* _Your assignment_
When you reach the line containing "Every instance of the distant" in the records below, start copying exactly, and stop once you have copied the line containing "Target: distant mountain range".

* _Given records_
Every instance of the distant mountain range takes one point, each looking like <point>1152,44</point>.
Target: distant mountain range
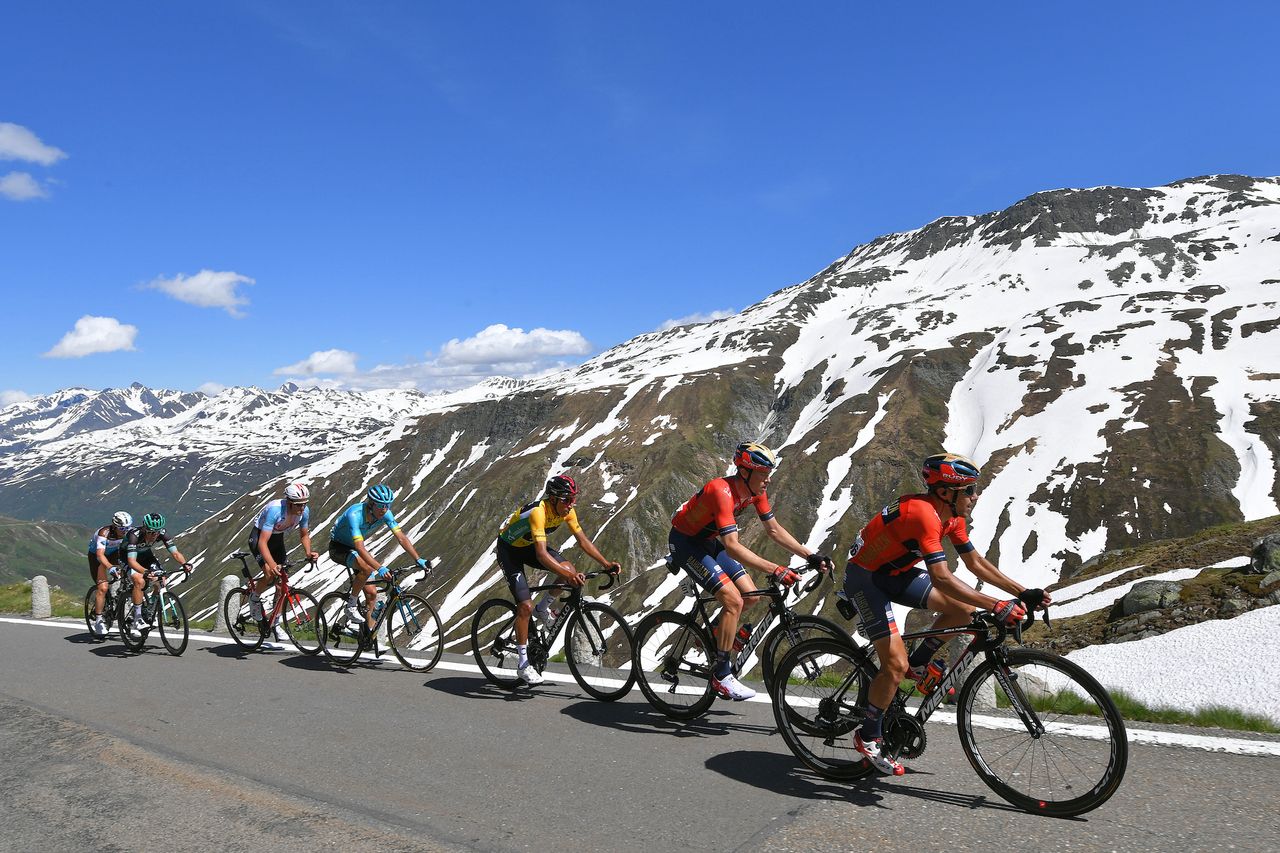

...

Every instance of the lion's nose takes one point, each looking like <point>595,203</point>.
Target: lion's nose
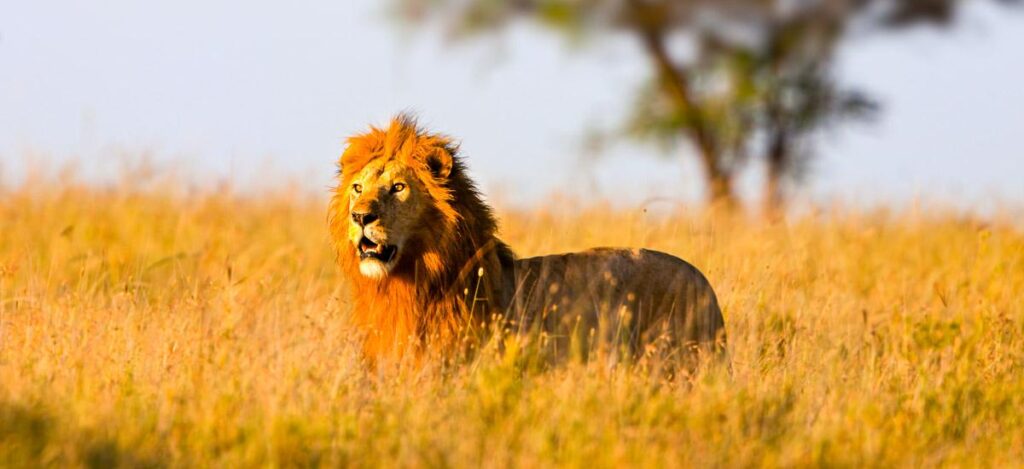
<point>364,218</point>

* _Result below_
Every instance of the distant mountain range takes one point, each looking like <point>1152,44</point>.
Target: distant mountain range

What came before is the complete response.